> WHAT TO WORK ON:
Transcribe the portion of the phage terminus walkthrough from "I13.sort.end.cov shows nucleotide" to "size 114359-111610+1=2750 bp.".

> EXTRACT:
* * * * * * * * *

Single-end I13.fastq and phage genome assembly I13.fasta saved in fasta file are provided for demonstration purpose. To run the example, go to the example directory in terminus package:
$ cd example
After check the two example files exist in the folder, use command to run the analysis:
$ ../terminus.SE.sh -w 100 I13.fasta I13.fastq I13_terminus
I13.simple.potential.pos shows three nucleotide positions of significant NCRs.
L_Avg_Cov L_Start L_End R_Avg_Cov R_Start R_End NCR
425.320 82031 82130 223.860 82131 82230 0.526
**400.110 111500 111599 814.750 111600 111699 2.036**
**840.610 114260 114359 352.680 114360 114459 0.420**
One region that has NCR higher than criteria (NCR>=1.8) followed by a region with significantly lower NCR (NCR <=0.556) forms the high coverage region that is potentially the repeat region of a phage genome. The adjacent nucleotide position is the potential start of one genome terminus (position 111600 with NCR=2.036) while adjacent nucleotide position on the next row is the potential end of another genome terminus (position 114359 with NCR=0.420).
I13.sort.start.cov shows nucleotide positions with top 10 Read Edge Frequencies from 5' end of raw reads (5'REF).
**111610 110**
107673 71
111537 63
111411 61
49849 49
111608 44
154643 43
113983 40
111595 37
106924 37
Position 111610 has the highest 5'REF, which locates within the window 111600-111699 with highest NCR=2.036. The terminus selection is set to be determined by position of read edge frequency if it locates within the window.
I13.sort.end.cov shows nucleotide positions with top 10 Read Edge Frequencies from 3' end of raw reads (3'REF).
**114359 274**
114358 93
41587 73
126350 37
50720 36
126679 32
13414 30
114356 30
114355 30
63176 27
Position 114359 has the highest 3'REF, where is right on the edge of window 114360-114359 with lowest NCR=0.420.
This data suggests that the termini of I13 are not the end of assembled sequence on I13.fasta; instead, it has potential termini on position 111610 and 114359, which forms a linear phage genome with direct terminal repeat with size 114359-111610+1=2750 bp.
The analysis will automatically generate a 'output' folder in the directory you specified. It contains three files:
-
*.simple.potential.pos
-
sort.start.cov
-
sort.end.cov
- L_Avg_Cov: Average depth of left window (window size was specified in running command; otherwise, DEFAULT = 100)
- L_Start: First nucleotide coordinate of left window on the input fasta file.
- L_End: Last nucleotide coordinate of left window on the input fasta file.

* * * * * * * * *

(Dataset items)
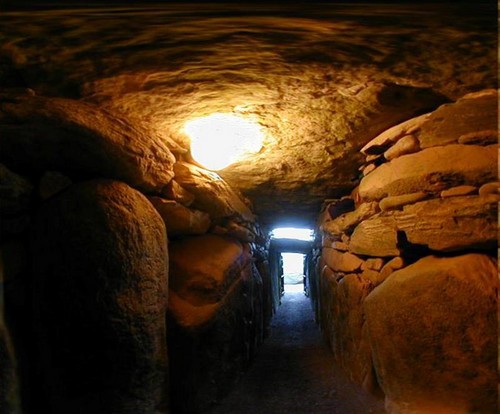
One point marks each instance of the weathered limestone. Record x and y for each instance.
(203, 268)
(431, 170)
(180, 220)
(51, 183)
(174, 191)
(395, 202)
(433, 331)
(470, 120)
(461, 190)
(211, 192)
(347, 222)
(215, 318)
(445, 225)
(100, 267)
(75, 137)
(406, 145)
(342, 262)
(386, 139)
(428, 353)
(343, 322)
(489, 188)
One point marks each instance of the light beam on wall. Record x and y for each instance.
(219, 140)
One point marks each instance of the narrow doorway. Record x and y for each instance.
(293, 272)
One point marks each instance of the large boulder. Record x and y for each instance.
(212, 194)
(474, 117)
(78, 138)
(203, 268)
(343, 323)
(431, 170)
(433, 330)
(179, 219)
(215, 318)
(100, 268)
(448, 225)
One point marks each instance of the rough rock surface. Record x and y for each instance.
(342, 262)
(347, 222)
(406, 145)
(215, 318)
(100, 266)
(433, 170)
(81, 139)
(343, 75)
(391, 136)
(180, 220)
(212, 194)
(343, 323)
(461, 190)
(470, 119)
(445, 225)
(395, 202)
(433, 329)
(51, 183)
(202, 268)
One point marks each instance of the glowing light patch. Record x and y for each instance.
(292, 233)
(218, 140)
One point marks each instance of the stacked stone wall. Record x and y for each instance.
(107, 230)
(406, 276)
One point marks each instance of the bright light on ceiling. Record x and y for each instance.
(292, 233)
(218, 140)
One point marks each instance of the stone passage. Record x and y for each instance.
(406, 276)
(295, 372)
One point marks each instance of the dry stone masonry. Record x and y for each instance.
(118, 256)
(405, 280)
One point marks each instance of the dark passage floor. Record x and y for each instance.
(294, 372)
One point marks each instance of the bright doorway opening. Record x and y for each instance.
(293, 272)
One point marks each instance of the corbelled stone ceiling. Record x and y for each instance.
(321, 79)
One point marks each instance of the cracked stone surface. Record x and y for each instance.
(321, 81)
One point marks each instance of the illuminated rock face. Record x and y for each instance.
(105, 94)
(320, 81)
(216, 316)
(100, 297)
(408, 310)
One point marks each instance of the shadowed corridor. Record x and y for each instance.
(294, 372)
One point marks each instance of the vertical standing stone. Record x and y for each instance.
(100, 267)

* * * * * * * * *

> SOLUTION TO THIS TASK:
I13.sort.end.cov shows nucleotide positions with top 10 Read Edge Frequencies from 3' end of raw reads (3'REF).
**114359 274**
114358 93
41587 73
126350 37
50720 36
126679 32
13414 30
114356 30
114355 30
63176 27
Position 114359 has the highest 3'REF, where is right on the edge of window 114360-114359 with lowest NCR=0.420.
This data suggests that the termini of I13 are not the end of assembled sequence on I13.fasta; instead, it has potential termini on position 111610 and 114359, which forms a linear phage genome with direct terminal repeat with size 114359-111610+1=2750 bp.